DO THIS: Copy out the records below, substituting "central point" for every occurrence of "innermost point" and leaving everything else unchanged. Omit the pictures from your answer.

--- begin GIVEN RECORDS ---

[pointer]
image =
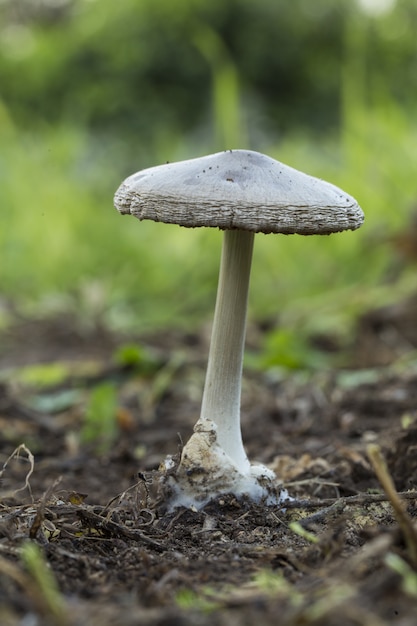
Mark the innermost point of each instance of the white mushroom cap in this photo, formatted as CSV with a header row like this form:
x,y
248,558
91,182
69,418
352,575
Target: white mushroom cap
x,y
238,189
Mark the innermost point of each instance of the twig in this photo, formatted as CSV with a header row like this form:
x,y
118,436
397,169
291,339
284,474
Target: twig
x,y
406,525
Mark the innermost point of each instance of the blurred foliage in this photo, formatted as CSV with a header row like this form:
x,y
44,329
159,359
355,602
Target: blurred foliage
x,y
114,66
92,90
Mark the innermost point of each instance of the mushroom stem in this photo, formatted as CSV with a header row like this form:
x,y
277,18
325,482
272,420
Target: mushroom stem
x,y
222,390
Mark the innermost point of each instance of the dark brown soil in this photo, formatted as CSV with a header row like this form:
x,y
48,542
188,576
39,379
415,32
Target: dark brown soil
x,y
335,556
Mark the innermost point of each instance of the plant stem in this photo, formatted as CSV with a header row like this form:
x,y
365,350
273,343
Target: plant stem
x,y
221,397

--- end GIVEN RECORDS ---

OUTPUT FOR THIS TASK:
[pointer]
image =
Mark the central point of each instance of the white mushroom cap in this photo, formatted as CSV with a header row like this form:
x,y
248,558
91,182
69,418
352,575
Target: white mushroom cap
x,y
238,189
Mark the central point of each instance of the twig in this photo, formatted as CSV with a header row like this form:
x,y
118,436
397,169
291,339
284,474
Target: twig
x,y
406,525
Mark the central point of each instance of the blurred foliage in this photo, formatted as CSV with a header row like this form:
x,y
44,329
159,359
355,602
Target: blurred foliage
x,y
114,66
92,90
Mark the central point of each instance of the mushroom stem in this photo, formatted as CSV with a header row like this form:
x,y
277,18
325,482
272,420
Target: mushroom stem
x,y
222,390
Mark the central point of each instance of the dark brown soil in this photo, formatted as CSV with a header row like this form:
x,y
48,542
188,576
39,379
415,32
Target: dark brown soil
x,y
335,556
Mark the central point of each instance of the plant stem in this photo, formatted as CSV with a header row like this form:
x,y
365,350
273,343
Target: plant stem
x,y
221,397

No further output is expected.